◆ **Dataset extract**:
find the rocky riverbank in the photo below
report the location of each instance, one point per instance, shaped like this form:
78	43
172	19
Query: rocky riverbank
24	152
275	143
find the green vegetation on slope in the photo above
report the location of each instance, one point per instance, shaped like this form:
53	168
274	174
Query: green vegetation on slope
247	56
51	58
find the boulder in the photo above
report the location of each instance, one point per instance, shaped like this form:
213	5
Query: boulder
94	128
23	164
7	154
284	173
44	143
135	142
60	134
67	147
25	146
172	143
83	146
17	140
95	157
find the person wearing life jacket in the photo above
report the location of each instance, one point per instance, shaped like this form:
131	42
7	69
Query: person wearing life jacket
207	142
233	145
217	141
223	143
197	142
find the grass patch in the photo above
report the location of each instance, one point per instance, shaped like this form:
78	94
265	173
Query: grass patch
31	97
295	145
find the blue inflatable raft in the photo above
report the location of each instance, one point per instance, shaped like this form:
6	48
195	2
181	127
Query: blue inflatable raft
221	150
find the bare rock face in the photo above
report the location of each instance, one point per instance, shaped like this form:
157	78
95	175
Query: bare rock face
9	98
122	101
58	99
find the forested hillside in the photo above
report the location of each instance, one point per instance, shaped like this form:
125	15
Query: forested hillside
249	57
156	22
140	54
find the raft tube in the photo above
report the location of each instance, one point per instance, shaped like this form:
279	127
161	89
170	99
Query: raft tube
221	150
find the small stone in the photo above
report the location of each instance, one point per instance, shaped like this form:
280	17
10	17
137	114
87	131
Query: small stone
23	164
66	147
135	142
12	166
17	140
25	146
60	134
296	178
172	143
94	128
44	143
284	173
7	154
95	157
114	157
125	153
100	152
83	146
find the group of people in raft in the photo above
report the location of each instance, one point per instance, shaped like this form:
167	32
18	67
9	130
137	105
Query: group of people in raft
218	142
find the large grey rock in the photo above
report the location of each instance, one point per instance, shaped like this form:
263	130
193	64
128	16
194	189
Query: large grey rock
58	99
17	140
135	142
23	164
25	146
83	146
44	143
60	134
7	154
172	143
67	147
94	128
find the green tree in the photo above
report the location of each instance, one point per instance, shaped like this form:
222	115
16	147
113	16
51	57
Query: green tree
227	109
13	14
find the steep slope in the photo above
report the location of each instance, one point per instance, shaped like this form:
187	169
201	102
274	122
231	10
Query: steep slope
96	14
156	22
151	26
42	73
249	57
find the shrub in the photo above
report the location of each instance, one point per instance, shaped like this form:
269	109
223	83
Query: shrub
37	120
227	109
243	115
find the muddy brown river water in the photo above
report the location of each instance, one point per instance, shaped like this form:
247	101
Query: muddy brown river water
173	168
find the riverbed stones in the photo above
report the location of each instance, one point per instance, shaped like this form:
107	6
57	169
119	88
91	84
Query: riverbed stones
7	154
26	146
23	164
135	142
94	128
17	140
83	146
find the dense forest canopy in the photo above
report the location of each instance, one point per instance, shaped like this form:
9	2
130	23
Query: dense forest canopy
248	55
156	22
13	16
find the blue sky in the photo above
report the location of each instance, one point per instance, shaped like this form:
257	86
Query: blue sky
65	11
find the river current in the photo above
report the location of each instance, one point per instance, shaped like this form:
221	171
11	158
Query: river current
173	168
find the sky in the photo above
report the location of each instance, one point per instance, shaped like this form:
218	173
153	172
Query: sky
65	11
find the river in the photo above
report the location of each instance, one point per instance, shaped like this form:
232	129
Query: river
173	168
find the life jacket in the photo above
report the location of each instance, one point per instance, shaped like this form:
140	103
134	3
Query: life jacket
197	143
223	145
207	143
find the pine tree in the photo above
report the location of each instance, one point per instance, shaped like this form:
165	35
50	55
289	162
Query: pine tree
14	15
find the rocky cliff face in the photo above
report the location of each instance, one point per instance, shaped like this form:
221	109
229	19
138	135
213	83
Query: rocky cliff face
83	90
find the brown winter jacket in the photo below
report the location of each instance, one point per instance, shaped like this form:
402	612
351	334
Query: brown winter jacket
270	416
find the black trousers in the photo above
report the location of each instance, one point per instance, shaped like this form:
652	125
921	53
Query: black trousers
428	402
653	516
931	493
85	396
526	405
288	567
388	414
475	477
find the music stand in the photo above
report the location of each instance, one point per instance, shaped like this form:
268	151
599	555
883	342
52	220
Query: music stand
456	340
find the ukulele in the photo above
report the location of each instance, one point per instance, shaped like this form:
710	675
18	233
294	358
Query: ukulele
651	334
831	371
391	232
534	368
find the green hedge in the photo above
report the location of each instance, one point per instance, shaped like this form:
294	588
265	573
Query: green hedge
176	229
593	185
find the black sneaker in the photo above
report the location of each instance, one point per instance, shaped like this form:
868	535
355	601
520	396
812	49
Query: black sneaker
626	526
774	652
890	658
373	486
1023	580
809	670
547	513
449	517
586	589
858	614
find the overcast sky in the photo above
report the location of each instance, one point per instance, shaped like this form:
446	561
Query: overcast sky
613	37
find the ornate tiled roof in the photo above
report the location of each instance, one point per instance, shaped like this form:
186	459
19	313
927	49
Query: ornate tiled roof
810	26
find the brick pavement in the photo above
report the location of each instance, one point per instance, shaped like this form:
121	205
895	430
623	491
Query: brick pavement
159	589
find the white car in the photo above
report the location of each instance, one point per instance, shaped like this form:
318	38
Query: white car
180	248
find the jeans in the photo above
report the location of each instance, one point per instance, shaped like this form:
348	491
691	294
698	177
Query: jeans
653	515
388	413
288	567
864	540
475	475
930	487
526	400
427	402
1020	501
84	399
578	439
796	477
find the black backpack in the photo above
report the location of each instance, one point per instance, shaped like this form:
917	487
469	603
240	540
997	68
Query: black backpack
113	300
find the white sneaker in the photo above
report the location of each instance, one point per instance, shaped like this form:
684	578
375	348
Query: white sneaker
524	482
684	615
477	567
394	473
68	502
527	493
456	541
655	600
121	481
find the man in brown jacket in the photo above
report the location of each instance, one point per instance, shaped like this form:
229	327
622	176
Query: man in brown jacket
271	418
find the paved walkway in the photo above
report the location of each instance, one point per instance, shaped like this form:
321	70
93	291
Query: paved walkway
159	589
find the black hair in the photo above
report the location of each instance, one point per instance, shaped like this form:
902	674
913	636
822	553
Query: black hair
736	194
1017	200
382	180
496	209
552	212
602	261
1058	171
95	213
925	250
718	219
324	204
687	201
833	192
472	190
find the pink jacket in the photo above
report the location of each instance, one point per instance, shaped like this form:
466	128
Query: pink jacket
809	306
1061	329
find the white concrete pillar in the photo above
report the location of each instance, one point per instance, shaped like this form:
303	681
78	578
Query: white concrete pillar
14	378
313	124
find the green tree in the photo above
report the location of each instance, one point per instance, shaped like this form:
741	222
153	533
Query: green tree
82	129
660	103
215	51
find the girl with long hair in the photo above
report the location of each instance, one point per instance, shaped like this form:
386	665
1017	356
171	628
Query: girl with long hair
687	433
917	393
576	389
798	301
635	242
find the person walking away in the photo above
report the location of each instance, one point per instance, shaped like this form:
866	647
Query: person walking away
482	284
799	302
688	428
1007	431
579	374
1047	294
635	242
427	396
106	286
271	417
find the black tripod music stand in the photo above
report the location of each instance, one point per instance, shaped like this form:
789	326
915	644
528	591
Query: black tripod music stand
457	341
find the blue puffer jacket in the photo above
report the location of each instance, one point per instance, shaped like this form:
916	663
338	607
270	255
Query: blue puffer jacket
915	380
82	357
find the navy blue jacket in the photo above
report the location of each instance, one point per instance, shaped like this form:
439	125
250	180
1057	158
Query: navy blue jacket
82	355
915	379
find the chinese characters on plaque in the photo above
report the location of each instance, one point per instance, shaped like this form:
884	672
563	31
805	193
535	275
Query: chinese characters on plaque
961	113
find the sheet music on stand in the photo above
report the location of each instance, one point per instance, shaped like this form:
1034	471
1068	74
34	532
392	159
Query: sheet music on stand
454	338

◆ **Exercise directions**: The line containing "find the blue puffer" marks the start; retype it and each line after it through the end of the records above, exactly.

◆ **Correct output**:
find the blue puffer jacket in the photo above
report the location of each instance, one point per instance, shaped like this form:
916	663
338	607
270	255
Query: blue puffer jacket
915	380
82	357
find the navy blue jacket in the photo above
report the location of each instance, one point per instance, shaped like this form:
439	125
250	180
1057	158
Query: navy blue jacket
82	355
915	379
find the chinese characters on plaque in the photo above
report the location of each instance, one point per instance, shaped like this form:
884	672
563	31
805	193
535	275
Query: chinese characters on plaque
961	113
find the sheet music on stand in the photo above
report the location of each instance, one point per instance, shaped like this form:
1034	471
1068	74
34	532
392	159
Query: sheet music on stand
454	338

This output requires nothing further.